**What you need to do:** Omit all pictures. Copy the rest of the material exactly.

**Data for the task:**
--- Begin ---

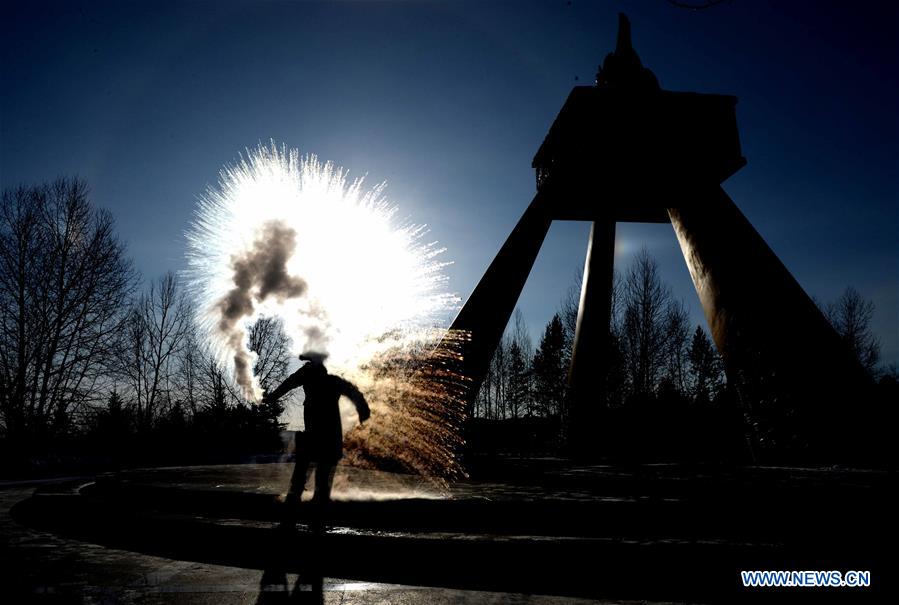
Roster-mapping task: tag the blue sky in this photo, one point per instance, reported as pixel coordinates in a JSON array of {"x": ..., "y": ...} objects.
[{"x": 447, "y": 102}]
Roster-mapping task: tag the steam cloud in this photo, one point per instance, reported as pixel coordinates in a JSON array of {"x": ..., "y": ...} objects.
[{"x": 259, "y": 274}]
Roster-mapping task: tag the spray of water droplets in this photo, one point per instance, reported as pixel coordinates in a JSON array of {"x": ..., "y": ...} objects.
[{"x": 288, "y": 236}]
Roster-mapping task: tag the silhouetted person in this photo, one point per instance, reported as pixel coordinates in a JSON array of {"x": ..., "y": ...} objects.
[{"x": 322, "y": 441}]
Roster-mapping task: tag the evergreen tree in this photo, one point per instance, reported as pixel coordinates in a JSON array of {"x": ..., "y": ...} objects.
[
  {"x": 550, "y": 373},
  {"x": 705, "y": 366}
]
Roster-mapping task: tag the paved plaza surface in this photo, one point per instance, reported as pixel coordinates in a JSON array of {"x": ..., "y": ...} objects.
[{"x": 537, "y": 531}]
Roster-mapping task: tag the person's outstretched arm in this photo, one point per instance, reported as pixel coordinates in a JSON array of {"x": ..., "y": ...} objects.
[
  {"x": 291, "y": 382},
  {"x": 349, "y": 390}
]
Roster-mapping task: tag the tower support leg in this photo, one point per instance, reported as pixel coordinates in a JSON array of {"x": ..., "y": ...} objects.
[
  {"x": 488, "y": 309},
  {"x": 587, "y": 375},
  {"x": 789, "y": 366}
]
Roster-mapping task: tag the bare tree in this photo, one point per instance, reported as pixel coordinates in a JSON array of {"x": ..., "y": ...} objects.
[
  {"x": 653, "y": 327},
  {"x": 64, "y": 283},
  {"x": 851, "y": 317},
  {"x": 157, "y": 329},
  {"x": 272, "y": 347}
]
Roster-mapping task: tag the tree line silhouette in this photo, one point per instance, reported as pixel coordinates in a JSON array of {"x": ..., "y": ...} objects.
[
  {"x": 665, "y": 395},
  {"x": 96, "y": 365},
  {"x": 93, "y": 365}
]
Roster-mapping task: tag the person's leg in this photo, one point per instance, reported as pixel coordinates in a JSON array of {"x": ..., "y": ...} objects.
[
  {"x": 300, "y": 474},
  {"x": 324, "y": 478}
]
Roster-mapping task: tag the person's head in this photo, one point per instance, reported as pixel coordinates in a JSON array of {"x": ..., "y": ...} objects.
[{"x": 315, "y": 361}]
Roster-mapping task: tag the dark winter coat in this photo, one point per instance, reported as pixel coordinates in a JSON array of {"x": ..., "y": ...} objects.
[{"x": 323, "y": 439}]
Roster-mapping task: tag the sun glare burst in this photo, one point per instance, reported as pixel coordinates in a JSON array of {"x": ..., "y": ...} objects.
[{"x": 290, "y": 236}]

--- End ---

**Solved exercise:**
Roster-mapping task: tag the blue sky in this photo, one point per instance, reported as pixel coordinates in a JSON array of {"x": ..., "y": ...} objects.
[{"x": 447, "y": 102}]
Roster-mapping task: tag the steam cloud in this photo, one point per instance, reported as pixel coordinates in a JSON array of {"x": ..., "y": ...} objects.
[{"x": 259, "y": 274}]
Roster-mapping task: tag the spray of water droplets in this photo, one point per instance, reported as pixel coordinates in a JSON array of {"x": ..., "y": ...} objects.
[{"x": 288, "y": 236}]
Roster-mapping task: tag the silhouetted person in this photo, one point per instance, reported as pixel coordinates in a JSON array of {"x": ..., "y": ...} objects.
[{"x": 322, "y": 441}]
Roster-mapping task: tag the evergreen tree in this photo, one point per instance, reported as pixel coordinates in a JSON array of {"x": ..., "y": ...} objects.
[
  {"x": 550, "y": 373},
  {"x": 705, "y": 366}
]
Roster-mapping task: tag the paved plaza surface in this photo, one point per instance, reported as pixel coordinates in a JSON array of {"x": ..., "y": ...} objects.
[{"x": 537, "y": 531}]
Roster-mapping task: tag the person's outstretched arm in this photo, one point per instance, reported as pixel coordinates in a JSON array of {"x": ..., "y": ...} objects.
[
  {"x": 291, "y": 382},
  {"x": 349, "y": 390}
]
Roster-mapping task: tag the tower support leg in this photo, one point per instance, reported as pixel coordinates in a JSON array of {"x": ..., "y": ...} objects.
[
  {"x": 488, "y": 309},
  {"x": 587, "y": 375},
  {"x": 789, "y": 366}
]
Roster-mapping task: tag the bare tree in this photo, one point per instance, reported as pixel coordinates in a JSON array of {"x": ..., "y": ...} objects.
[
  {"x": 653, "y": 327},
  {"x": 64, "y": 283},
  {"x": 851, "y": 317},
  {"x": 157, "y": 329},
  {"x": 272, "y": 347}
]
Roster-mapping task: tag the tree line silhouette in this photo, one point per instance, reported as pixel coordinates in a JSON array of {"x": ..., "y": ...} objects.
[
  {"x": 665, "y": 395},
  {"x": 96, "y": 365},
  {"x": 93, "y": 365}
]
Roster-mapping task: tag the person's leg in this photo, one point per instance, reported as pixel coordinates in a JSON array of {"x": ..., "y": ...} objects.
[
  {"x": 300, "y": 474},
  {"x": 324, "y": 478}
]
Roster-mapping task: tag the person's head in this photo, one point per instance, reported as pixel coordinates in a JSON array of {"x": ..., "y": ...} objects.
[{"x": 315, "y": 361}]
Roster-mapping task: tag the dark winter coat in this photo, one point per instance, reported as pixel coordinates in a JSON array of {"x": ..., "y": ...} objects.
[{"x": 323, "y": 439}]
Roster-mapping task: tag the sun glare burst in this photo, one point per instance, reported as pixel coordinates in a JSON array of {"x": ..., "y": ...} objects.
[{"x": 290, "y": 236}]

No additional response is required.